* begin Exercise material *
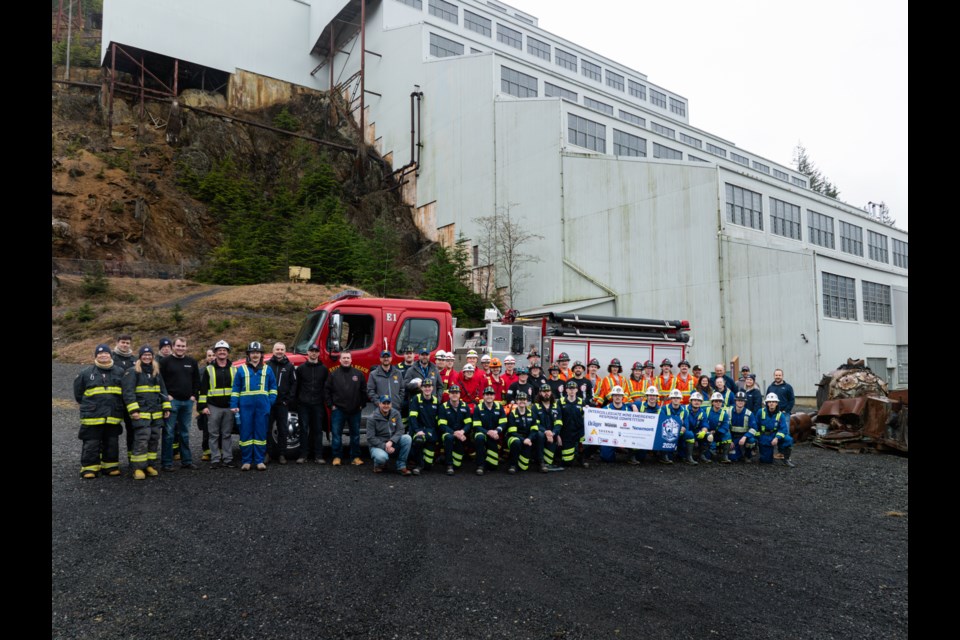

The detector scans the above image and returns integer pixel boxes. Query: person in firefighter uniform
[507,391,541,474]
[740,392,796,467]
[408,378,440,476]
[437,385,473,476]
[557,378,589,467]
[473,384,510,476]
[700,392,732,464]
[120,345,170,480]
[230,342,277,471]
[73,344,123,480]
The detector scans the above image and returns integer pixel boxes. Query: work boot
[783,447,797,467]
[720,443,730,464]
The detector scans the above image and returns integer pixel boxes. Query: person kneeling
[367,395,411,476]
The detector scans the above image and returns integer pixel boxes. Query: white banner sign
[583,407,676,451]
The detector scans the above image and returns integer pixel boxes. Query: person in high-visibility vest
[230,341,277,471]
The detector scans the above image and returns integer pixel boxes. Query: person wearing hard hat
[700,388,731,464]
[627,385,660,465]
[654,358,677,404]
[407,378,440,476]
[557,378,589,468]
[683,390,709,464]
[740,391,796,467]
[437,384,473,476]
[197,340,237,469]
[120,345,170,480]
[594,358,627,407]
[660,387,688,464]
[230,341,277,471]
[671,359,697,406]
[473,384,506,476]
[729,391,753,462]
[73,344,123,480]
[507,391,541,475]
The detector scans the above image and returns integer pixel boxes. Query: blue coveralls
[230,361,277,464]
[747,407,793,463]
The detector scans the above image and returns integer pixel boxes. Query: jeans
[370,434,413,471]
[160,400,193,467]
[297,402,327,460]
[330,409,360,458]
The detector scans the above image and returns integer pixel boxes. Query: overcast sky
[506,0,907,229]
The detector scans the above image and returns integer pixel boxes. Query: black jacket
[297,360,330,404]
[325,366,367,413]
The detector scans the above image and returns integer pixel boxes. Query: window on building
[653,142,683,160]
[606,69,623,91]
[650,89,667,109]
[707,142,727,158]
[430,33,463,58]
[627,80,647,100]
[567,113,607,153]
[840,220,863,258]
[583,96,613,116]
[893,238,907,269]
[770,198,800,240]
[429,0,460,24]
[580,58,600,82]
[670,98,687,117]
[807,209,835,249]
[613,129,647,158]
[463,9,493,38]
[861,280,893,324]
[650,120,677,139]
[680,131,703,149]
[500,67,537,98]
[726,183,763,231]
[543,82,577,102]
[897,344,908,385]
[867,231,890,263]
[620,109,647,127]
[823,271,857,320]
[527,36,550,60]
[553,47,577,73]
[497,22,523,51]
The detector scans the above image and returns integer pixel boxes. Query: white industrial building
[103,0,907,396]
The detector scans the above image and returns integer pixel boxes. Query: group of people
[74,334,795,480]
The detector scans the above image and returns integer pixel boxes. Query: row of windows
[823,271,893,324]
[406,0,687,118]
[726,184,907,269]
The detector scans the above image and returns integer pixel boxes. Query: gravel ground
[51,363,908,640]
* end Exercise material *
Exercise requirements
Copy every row above exactly as it stands, leaving out the picture.

Output for this exercise
The detector scans the above image and returns integer pixel boxes. Query: person in firefighter uniform
[507,391,541,474]
[740,392,796,467]
[408,378,440,476]
[437,385,473,476]
[557,378,589,467]
[473,384,510,476]
[700,392,732,464]
[120,345,170,480]
[230,342,277,471]
[73,344,123,480]
The detector scans the above image and returns integer pixel boxes. Query: work boot
[783,447,797,467]
[720,443,730,464]
The detector scans the above image and returns integer pixel boxes. Query: person kneeling
[367,395,411,476]
The detector scans the above image and returns integer pixel boxes. Query: white banner sign
[583,407,676,451]
The detector scans the above image and returns integer pixel boxes. Query: person in high-visibility vest
[230,341,277,471]
The detector scans the above image and returns integer pixel boxes. Query: person wearing hard hat
[700,388,731,464]
[627,385,660,465]
[654,358,677,404]
[407,378,440,476]
[557,378,589,468]
[683,390,709,464]
[740,391,796,467]
[437,384,473,476]
[197,340,237,469]
[120,345,170,480]
[594,358,627,407]
[660,387,688,464]
[230,341,277,471]
[671,359,697,406]
[473,384,506,476]
[729,391,753,462]
[73,344,123,480]
[507,391,541,475]
The detector scans the above image and returns integer pixel boxes. Query: blue coveralls
[230,361,277,464]
[747,407,793,463]
The detector scans the above image and returns integer pixel boxes. Query: jeans
[370,434,413,471]
[160,400,193,467]
[297,402,327,460]
[330,409,360,458]
The detector scans the above image and returns integer pixel boxes. Query: overcast sky
[506,0,907,229]
The detector scans the above image and returns integer pixel boxes. Query: black jacket
[297,360,330,404]
[325,366,367,413]
The detector scans the above image and returns integer pixel boxes. Query: window on building
[653,142,683,160]
[606,69,623,91]
[650,89,667,109]
[707,142,727,158]
[430,33,463,58]
[627,80,647,100]
[567,113,607,153]
[840,220,863,258]
[583,96,613,116]
[893,238,907,269]
[770,198,800,240]
[429,0,460,24]
[580,58,600,82]
[670,98,687,117]
[807,209,835,249]
[613,129,647,158]
[463,9,493,38]
[861,280,893,324]
[650,120,677,139]
[680,131,703,149]
[500,67,537,98]
[726,183,763,231]
[543,82,577,102]
[897,344,908,385]
[867,231,890,263]
[620,109,647,127]
[823,271,857,320]
[527,36,550,60]
[553,47,577,73]
[497,22,523,51]
The detector scans the above image and returns integer pixel boxes. Query: white industrial building
[103,0,907,396]
The detector scans the above image and returns integer pixel boxes. Query: group of people
[74,334,795,480]
The detector scans the above image and returns integer pixel boxes. Query: row of windows
[823,271,893,324]
[406,0,687,118]
[726,184,907,269]
The detector scans the above image and returns integer pixel boxes. Query: gravel ground
[51,363,908,640]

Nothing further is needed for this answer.